▶ _What to produce_: Convert the items below into a numbered list, one line per entry, with blank lines dropped and the pictures left out.

▶ _Available records_:
=-=-=-=-=
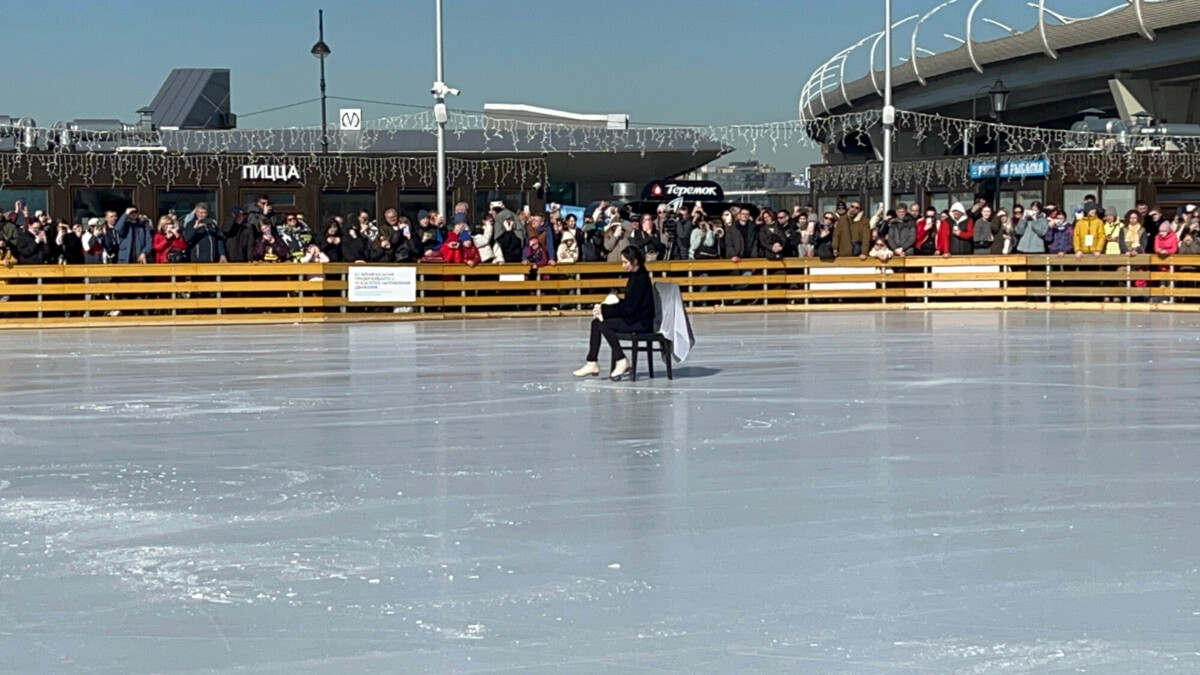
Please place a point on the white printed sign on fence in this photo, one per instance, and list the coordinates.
(966, 269)
(383, 284)
(841, 285)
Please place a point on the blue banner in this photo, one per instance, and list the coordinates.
(1012, 168)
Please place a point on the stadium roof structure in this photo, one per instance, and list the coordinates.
(1059, 58)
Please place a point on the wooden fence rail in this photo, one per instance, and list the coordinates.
(72, 296)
=-=-=-=-=
▶ _Solution to this exercise_:
1. Please place a point on the white printed sign on fence in this photo, one per instance, and list the coordinates.
2. (966, 269)
3. (383, 284)
4. (841, 285)
5. Please place a point on the blue banner in this photo, one per instance, and list the coordinates.
6. (1012, 168)
7. Please place a point on the stadium roof structure in this photo, one per instance, and list the coordinates.
8. (1059, 58)
9. Please place a point on the wooden fence rail in this photo, one per instance, and list the coordinates.
10. (72, 296)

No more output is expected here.